## WHAT IS REQUIRED
Collect every line in the listing below that contains the string "with", matching case exactly.

## SUPPLIED DATA
————

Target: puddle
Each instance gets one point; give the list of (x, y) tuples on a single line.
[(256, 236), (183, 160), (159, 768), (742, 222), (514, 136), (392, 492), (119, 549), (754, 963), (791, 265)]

————

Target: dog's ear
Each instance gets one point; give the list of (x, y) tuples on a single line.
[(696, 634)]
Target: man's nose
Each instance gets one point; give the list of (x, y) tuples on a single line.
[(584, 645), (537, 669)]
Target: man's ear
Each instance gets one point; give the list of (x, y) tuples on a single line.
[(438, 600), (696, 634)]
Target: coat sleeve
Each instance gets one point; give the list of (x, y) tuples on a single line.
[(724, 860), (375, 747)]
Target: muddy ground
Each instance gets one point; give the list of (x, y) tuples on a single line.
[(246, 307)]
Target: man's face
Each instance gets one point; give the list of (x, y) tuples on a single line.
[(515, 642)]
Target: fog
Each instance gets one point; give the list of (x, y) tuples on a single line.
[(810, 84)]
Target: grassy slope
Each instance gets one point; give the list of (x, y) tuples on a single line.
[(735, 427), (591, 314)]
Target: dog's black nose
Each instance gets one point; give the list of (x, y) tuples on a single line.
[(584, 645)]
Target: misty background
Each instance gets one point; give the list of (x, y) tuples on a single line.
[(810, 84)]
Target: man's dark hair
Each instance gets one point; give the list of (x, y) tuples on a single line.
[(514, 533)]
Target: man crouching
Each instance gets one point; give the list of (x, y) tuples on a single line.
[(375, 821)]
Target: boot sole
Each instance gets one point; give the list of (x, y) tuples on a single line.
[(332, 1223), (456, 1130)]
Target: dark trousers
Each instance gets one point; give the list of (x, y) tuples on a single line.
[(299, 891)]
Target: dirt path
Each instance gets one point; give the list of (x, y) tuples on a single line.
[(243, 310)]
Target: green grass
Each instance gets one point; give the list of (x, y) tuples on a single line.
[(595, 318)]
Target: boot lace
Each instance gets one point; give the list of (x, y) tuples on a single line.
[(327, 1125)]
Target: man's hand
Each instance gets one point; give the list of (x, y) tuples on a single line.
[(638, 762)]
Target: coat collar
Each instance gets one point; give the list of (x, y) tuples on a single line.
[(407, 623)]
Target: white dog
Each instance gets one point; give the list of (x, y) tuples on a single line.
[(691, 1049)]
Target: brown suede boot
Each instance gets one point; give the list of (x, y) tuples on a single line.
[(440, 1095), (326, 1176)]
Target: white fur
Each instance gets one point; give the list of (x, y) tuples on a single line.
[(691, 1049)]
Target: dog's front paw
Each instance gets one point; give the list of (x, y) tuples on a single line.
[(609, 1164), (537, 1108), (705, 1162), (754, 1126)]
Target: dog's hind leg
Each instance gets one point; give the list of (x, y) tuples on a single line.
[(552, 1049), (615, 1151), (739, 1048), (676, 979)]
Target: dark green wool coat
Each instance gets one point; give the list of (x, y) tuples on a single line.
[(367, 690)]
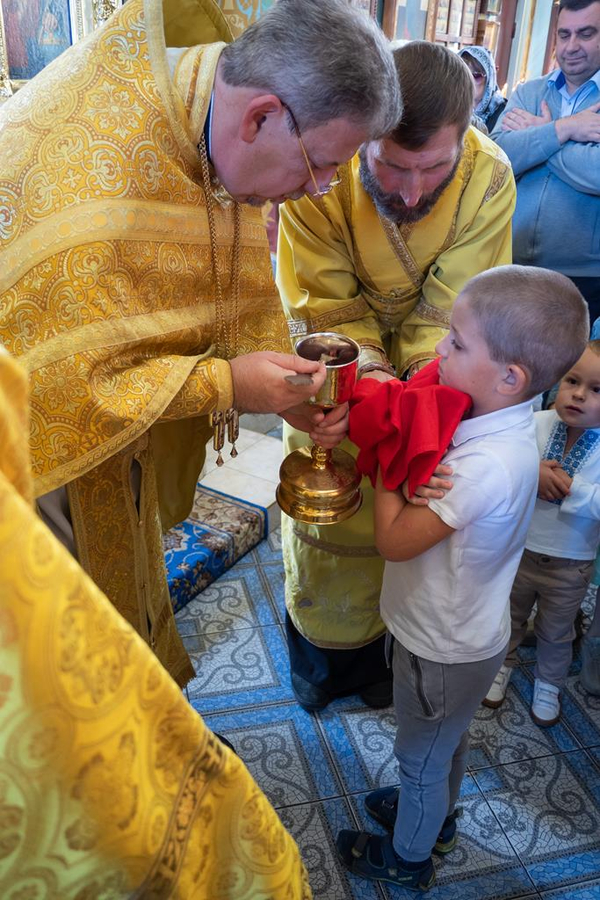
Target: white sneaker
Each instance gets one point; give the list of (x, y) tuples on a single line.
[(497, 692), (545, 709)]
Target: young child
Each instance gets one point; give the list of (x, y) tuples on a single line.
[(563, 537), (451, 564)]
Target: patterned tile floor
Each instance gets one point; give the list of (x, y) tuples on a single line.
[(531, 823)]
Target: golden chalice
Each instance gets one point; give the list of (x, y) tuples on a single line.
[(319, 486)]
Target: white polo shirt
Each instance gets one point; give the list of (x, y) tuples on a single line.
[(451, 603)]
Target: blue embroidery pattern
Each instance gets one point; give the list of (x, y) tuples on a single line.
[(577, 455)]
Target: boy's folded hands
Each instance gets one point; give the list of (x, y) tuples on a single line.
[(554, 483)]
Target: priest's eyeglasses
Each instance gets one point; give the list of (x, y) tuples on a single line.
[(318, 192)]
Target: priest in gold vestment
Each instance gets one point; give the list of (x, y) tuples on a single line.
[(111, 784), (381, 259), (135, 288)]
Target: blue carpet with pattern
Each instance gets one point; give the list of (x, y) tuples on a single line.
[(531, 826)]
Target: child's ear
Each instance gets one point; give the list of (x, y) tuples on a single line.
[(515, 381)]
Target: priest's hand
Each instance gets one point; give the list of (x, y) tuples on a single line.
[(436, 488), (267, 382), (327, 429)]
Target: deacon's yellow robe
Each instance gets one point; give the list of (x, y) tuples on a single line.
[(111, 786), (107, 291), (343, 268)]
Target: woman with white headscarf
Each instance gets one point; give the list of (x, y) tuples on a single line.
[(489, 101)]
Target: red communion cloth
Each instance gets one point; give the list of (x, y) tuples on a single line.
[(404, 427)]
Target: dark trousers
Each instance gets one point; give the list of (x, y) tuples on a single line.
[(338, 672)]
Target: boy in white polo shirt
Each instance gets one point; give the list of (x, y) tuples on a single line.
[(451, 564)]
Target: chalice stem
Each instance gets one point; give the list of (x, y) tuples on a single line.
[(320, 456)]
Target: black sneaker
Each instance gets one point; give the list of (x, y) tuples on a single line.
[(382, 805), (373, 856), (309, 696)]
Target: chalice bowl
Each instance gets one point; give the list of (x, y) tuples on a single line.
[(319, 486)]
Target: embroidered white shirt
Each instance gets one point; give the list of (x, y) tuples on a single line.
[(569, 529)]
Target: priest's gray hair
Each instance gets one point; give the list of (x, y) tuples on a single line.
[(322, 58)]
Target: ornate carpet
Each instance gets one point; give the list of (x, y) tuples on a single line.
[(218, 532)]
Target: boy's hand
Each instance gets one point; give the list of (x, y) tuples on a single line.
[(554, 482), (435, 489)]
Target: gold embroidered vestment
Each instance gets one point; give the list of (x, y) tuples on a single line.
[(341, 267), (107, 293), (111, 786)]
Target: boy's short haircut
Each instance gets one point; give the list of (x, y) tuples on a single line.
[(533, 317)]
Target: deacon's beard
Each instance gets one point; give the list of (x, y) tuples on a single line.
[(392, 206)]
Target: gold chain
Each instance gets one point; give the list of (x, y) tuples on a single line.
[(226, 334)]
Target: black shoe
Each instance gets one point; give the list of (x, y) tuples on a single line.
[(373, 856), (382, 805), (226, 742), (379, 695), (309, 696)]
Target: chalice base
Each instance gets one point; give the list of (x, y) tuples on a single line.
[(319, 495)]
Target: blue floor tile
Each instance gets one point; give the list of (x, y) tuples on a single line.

————

## FULL RESPONSE
Target: blue carpet with pattern
Target: woman with white headscarf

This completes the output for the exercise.